[Start of section]

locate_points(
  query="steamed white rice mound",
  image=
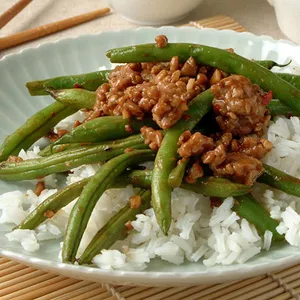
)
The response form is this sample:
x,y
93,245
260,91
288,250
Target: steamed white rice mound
x,y
197,233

[End of section]

> **Description of the task**: Reproduce the data word for word, excluding its pictures.

> **Exercise result**:
locate_points(
  query="steamed white rice mound",
  image=
)
The response form is this sample:
x,y
93,245
260,91
288,250
Target: steamed white rice mound
x,y
197,233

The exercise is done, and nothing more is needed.